__課題 1__
山奥での静養をつづった文章のうち、「山奥には映画館もなければ、まともな本屋もなかった。」から「姉に頼んでいろんな本を取り寄せた。」までを一字も変えずに書き写してください。
__課題 2__
山奥での静養をつづった文章を、最後の一文のあとから書き進めてください。

Aさんの荒れ狂う状態を見るに見かねた両親は、Aさんを山奥の姉のもとで静養させることにした。
山奥には映画館もなければ、まともな本屋もなかった。
目の前には大きな山がそびえ立ち、居間の窓を開けると清流が音をたてて流れていた。
空気は冷たく、澄んでいた。
小鳥たちもよく遊びに来た。
Aさんは姉と二人で生活を始めたが、姉にはかなり遠慮があったので、両親に対するほどはわがままが出なくなった。
何もすることがないので、もっぱら本を読んで過ごすことにした。
姉に頼んでいろんな本を取り寄せた。
哲学や芸術論や宗教の本などを片っ端から読んでいった。
Aさんがもっとも好んで読んだものは、外国の大河小説だった。
これらの古典は、居ながらにして私の人生体験を豊かにしてくれるようだった。
小説の中でAさんは、主人公になりきっていた。
美少女に恋する美青年になることもできたし、人妻を抱くことも、憎い男を殺すことも、世をはかなんで自殺をすることもできた。
病気のことは医者に任せておけばいいんだ、なるようになるさ。
不幸にして死ぬようなことになっても、それはそれでしょうがないじゃないか。
当時、「ケセラセラ、なるようになる」という歌が流行っていた。
この歌詞が妙に自分の心理と重なり、開き直ったような気持ちになったことを覚えている。

__データ抜粋__
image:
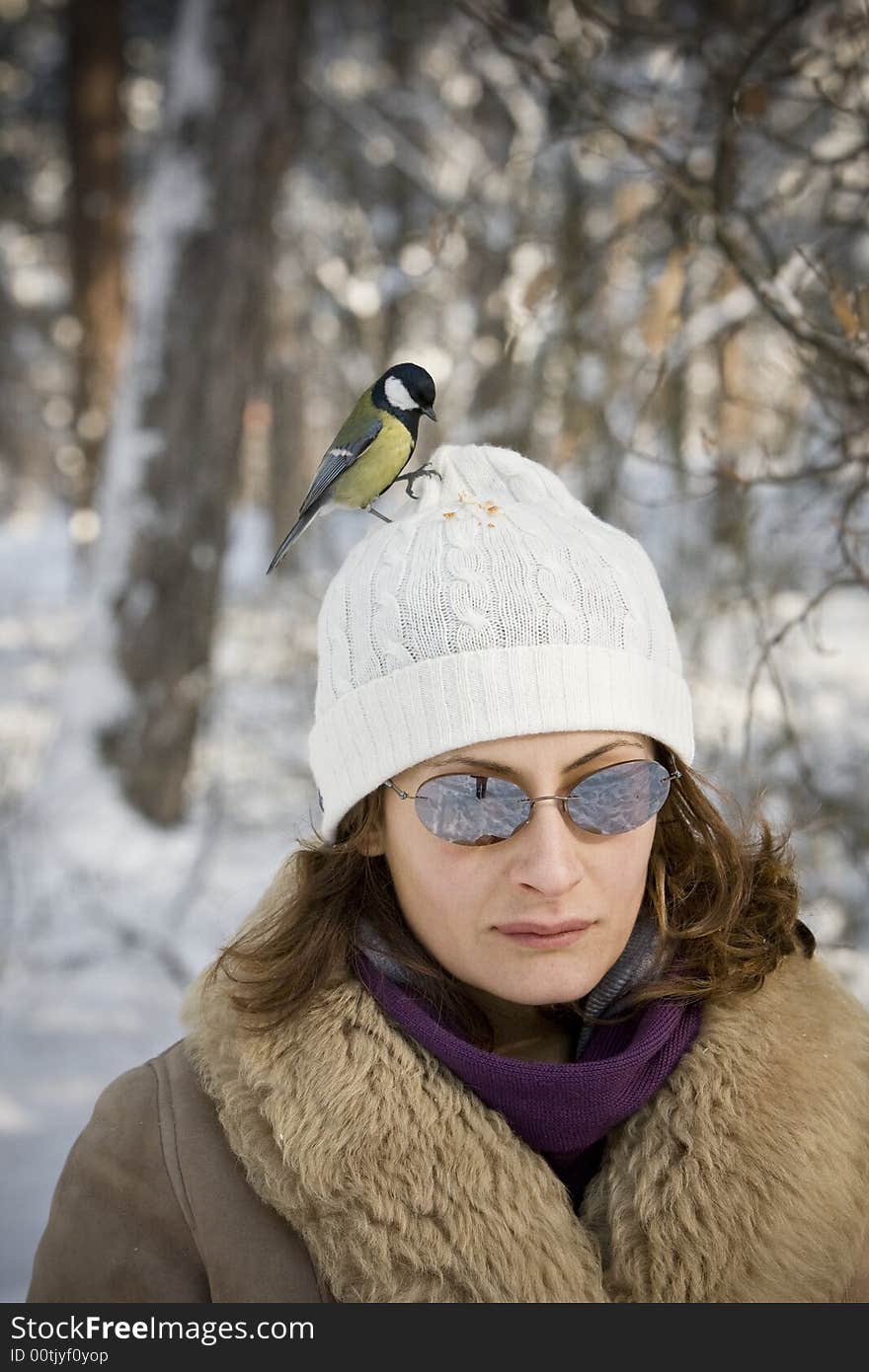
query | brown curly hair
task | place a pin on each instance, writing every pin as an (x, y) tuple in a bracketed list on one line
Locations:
[(725, 899)]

__回答 1__
山奥には映画館もなければ、まともな本屋もなかった。
目の前には大きな山がそびえ立ち、居間の窓を開けると清流が音をたてて流れていた。
空気は冷たく、澄んでいた。
小鳥たちもよく遊びに来た。
Aさんは姉と二人で生活を始めたが、姉にはかなり遠慮があったので、両親に対するほどはわがままが出なくなった。
何もすることがないので、もっぱら本を読んで過ごすことにした。
姉に頼んでいろんな本を取り寄せた。

__回答 2__
一年が経った。
Aさんは丸々と太り、ものに動じない人間になって復学した。
一年休学したので、新しい仲間と一緒になった。
誰もAさんが神経質な人間だったとは思っていないようだった。
Aさんは人間が変わった。
Aさんの性格は完全に変わったのである。
とは言うものの、自分ではまだまだ神経質な面が多分に残っているように思う。
今もって人見知りはするし、飲み会などにはあまり出たがらない。
プレゼンで発表する時も、相変わらず緊張する。
田舎の弟が悪性腹痛のために入院したと聞くと、まんじりともしないで弟のことを心配したりする。
しかし、主観的にも自分の性格は非常に変わったと思うし、客観的にも、「自分は神経質だった」と言っても、誰も信用しないところをみると、やはり変わったとしか言いようがないのである。